Answer these questions from the blog post on marriage equality:
(a) What profile picture does the writer say they did not switch to?
(b) For how long does the post say women have been murdered in Juárez?
(c) What share of the world's poor people does the post say are women?

DOCUMENT EXCERPT:
==*==
Dear readers: I have been talking about marriage equality from a very privileged and ignorant POV so far. I apologize for that.
The internet is a powerful, addictive thing that makes us think we are not harming anyone, but sometimes we are. That being said, I explicitly recognize that I am just this tiny person on the big mess that is the Internet. I am voicing opinions as informed as I can make them and your comments, criticisms and support are awesome and always welcome.
I have been getting plenty of comments both regarding my blog post on marriage and regarding my Facebook profile and regarding my Internet sharing habits and regarding feminism in general. My head is exploding at the moment with many things I want to say but feel too weird about saying because I feel like the more I read, the more I need to read and the more I think I know the more I might need to re-evaluate what I have said and written and thought. Also, because I don’t like sharing an opinion until I’ve read as much as possible on a matter. Clearly, I hadn’t done that, but here goes.
I will tell you, first, why I did not change my profile picture to the HRC “equal” sign.
When I first thought “no, I don’t want to” it was because people were calling marriage equality the biggest human and civil rights issue of our time. And I shouted out loud: “Really?! ARE YOU KIDDING ME RIGHT NOW?”
There is human trafficking in practically every single country in the world,
Modern-day slavery in the hands of capitalism is a thing for millions and millions of human beings on the planet (in our backyards, too),
Palestinians are killed, tortured, raped, harassed in their own homes every day,
and I don’t even need to travel far:
Trans* people are forced to be sterilized if they want to be legally recognized,
Women have been murdered systematically and with impunity in Juárez for over 20 years,
Aboriginal peoples everywhere are still being systematically ignored and impoverished and culturally erased,
Women constitute approximately 70% of poor people in the world,
Rape culture IS A F*CKING THING, everywhere in the planet,
(this list goes on f o r e v e r)
==*==
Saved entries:

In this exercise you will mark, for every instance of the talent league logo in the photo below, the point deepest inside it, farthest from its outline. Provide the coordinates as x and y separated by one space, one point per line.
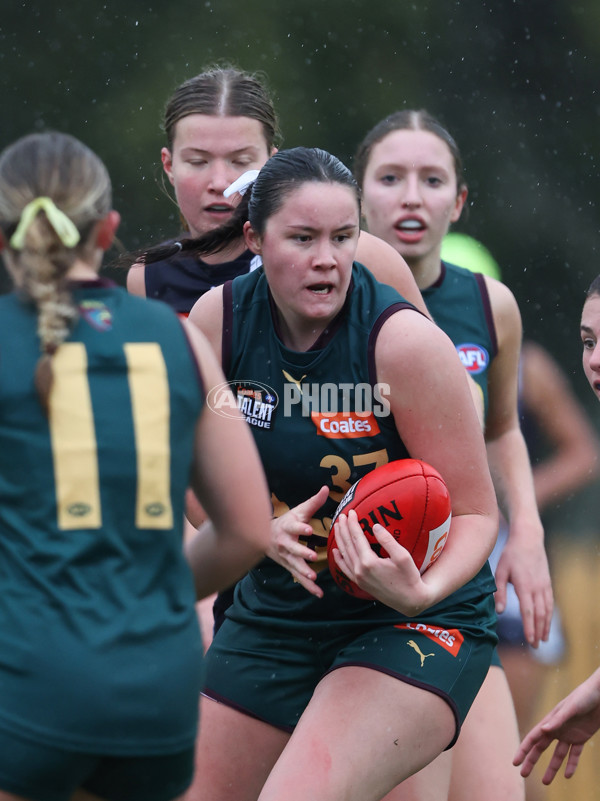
474 357
256 402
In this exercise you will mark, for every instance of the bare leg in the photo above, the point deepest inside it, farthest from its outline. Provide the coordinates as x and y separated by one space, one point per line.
234 754
525 676
482 757
432 783
362 733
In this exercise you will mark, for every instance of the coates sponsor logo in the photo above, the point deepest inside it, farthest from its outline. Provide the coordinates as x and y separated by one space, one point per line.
474 357
345 425
450 639
256 401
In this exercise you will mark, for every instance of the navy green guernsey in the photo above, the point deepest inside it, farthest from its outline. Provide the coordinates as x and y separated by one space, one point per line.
179 280
99 642
459 304
319 418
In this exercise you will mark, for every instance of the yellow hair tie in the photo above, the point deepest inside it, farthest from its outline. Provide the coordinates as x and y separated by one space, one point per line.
64 227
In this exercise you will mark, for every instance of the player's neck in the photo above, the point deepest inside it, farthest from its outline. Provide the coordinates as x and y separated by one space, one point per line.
426 270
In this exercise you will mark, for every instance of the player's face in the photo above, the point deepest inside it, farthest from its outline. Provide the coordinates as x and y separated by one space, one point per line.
590 337
410 195
307 248
209 153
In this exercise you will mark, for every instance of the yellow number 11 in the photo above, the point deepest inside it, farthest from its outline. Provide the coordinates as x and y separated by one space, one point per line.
73 436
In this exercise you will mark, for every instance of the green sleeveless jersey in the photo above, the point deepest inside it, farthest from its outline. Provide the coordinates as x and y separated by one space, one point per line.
459 304
99 642
318 417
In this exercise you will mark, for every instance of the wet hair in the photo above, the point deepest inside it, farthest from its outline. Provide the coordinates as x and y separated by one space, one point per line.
407 120
283 173
594 288
59 167
223 92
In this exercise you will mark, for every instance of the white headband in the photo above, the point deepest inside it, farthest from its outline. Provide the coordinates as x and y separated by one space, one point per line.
242 183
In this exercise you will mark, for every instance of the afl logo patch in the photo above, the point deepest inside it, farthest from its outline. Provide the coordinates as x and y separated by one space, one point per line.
474 358
97 314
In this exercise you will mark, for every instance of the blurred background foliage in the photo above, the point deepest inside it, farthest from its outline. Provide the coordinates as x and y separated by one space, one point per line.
516 81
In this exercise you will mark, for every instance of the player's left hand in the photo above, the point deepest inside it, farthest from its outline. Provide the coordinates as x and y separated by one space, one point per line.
395 581
524 564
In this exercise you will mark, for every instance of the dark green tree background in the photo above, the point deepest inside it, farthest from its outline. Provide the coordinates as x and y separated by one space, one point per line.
516 81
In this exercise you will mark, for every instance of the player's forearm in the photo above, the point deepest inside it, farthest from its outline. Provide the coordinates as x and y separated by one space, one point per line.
217 562
513 481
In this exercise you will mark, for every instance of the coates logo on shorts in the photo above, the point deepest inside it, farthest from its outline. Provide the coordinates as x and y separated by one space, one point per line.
450 639
256 401
474 357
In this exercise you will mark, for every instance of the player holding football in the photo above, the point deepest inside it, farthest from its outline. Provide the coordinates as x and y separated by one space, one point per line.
410 172
311 692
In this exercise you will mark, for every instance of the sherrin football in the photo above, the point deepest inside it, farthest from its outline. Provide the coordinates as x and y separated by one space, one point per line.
410 499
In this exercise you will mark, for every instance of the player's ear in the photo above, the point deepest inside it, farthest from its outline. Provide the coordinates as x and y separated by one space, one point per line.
167 162
253 239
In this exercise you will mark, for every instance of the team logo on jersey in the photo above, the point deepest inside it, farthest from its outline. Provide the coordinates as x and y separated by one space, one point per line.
257 402
474 357
450 639
97 314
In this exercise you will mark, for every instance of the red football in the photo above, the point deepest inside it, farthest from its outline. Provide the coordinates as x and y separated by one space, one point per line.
407 497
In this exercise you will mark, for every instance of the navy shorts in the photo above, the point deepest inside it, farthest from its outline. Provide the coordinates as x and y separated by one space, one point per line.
271 674
45 773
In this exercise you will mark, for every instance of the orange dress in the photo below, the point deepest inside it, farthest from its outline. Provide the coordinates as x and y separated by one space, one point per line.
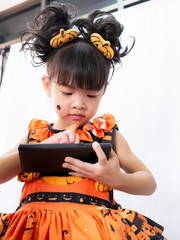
71 208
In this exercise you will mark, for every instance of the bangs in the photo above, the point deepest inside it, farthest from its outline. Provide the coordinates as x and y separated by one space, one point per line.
79 65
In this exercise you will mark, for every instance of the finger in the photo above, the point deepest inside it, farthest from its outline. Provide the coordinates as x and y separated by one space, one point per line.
78 166
100 153
64 138
71 135
77 138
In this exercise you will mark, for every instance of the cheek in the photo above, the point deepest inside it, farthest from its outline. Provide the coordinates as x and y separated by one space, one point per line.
58 107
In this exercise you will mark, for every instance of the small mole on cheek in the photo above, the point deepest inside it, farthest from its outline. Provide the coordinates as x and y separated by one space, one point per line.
58 107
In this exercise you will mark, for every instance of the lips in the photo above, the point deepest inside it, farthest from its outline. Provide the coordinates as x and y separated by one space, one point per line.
76 116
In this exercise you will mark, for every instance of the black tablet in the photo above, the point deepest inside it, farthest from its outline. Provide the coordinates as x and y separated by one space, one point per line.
48 158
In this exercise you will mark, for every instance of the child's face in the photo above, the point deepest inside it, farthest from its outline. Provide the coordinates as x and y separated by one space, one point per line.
74 105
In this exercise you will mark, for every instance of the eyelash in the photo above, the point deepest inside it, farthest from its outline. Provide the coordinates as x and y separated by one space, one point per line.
91 96
68 94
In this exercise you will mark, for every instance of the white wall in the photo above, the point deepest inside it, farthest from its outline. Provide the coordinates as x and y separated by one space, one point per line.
143 95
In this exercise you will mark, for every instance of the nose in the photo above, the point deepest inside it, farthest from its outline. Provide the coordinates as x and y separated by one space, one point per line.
79 102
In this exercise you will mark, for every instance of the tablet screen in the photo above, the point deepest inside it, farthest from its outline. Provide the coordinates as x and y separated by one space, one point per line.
48 158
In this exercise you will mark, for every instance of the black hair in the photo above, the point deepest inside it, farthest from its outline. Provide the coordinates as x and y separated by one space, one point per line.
77 62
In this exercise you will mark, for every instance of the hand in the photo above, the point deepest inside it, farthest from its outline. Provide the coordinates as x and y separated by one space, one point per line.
104 171
67 136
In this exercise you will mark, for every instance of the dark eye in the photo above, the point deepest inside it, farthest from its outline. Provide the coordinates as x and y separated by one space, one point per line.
67 93
92 96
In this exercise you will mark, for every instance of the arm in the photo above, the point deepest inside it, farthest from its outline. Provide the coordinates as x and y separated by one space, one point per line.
123 171
10 164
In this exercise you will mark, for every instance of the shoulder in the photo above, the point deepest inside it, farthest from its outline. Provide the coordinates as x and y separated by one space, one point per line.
105 121
37 124
38 130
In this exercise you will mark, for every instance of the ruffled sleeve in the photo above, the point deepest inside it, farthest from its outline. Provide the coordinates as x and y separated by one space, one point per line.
38 132
100 125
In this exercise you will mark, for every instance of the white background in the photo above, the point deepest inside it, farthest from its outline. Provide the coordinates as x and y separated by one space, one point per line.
143 96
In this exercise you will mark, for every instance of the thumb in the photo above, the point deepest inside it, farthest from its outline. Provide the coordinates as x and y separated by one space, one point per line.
100 153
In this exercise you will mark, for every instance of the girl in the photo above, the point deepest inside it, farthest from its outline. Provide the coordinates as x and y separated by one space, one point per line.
78 55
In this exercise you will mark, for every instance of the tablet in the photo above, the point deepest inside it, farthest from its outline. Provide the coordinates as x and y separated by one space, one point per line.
48 158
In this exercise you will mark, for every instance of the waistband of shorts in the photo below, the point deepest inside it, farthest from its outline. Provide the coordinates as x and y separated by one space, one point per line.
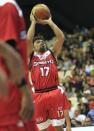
46 89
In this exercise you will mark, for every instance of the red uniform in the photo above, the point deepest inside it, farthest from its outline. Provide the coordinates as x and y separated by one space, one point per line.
50 101
12 27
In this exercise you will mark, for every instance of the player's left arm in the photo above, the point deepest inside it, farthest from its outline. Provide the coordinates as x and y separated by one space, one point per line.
57 45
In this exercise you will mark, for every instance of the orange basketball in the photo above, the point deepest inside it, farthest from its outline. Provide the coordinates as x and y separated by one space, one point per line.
41 11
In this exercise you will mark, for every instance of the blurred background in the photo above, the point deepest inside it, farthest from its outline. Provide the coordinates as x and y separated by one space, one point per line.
76 61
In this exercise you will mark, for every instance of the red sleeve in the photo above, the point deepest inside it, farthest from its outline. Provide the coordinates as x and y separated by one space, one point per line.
12 27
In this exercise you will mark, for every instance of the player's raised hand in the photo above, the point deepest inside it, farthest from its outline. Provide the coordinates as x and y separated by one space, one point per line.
32 18
44 22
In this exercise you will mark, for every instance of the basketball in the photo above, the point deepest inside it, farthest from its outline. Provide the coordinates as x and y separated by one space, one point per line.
41 11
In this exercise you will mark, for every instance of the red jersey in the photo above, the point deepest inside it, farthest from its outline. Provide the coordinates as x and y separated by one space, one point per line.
44 72
12 27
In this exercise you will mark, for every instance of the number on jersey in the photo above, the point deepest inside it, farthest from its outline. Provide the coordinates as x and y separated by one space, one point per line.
44 71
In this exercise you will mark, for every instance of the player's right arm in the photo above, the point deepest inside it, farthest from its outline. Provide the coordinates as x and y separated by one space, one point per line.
30 34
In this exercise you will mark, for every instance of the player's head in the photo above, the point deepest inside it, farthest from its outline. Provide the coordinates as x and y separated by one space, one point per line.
39 44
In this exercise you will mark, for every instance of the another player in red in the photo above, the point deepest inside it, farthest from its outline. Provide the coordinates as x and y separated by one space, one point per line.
16 112
51 103
12 60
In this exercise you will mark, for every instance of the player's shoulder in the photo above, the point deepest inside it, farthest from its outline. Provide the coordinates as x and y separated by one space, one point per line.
11 5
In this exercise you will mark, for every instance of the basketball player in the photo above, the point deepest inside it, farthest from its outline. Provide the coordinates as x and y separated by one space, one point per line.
51 103
16 112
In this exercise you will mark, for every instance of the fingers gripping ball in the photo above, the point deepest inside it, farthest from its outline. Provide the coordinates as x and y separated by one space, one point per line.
41 11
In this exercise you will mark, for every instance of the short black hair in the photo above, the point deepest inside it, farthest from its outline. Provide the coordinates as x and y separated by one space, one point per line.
==*==
EXPECTED ANSWER:
(a) The HRC "equal" sign
(b) For over 20 years
(c) Approximately 70%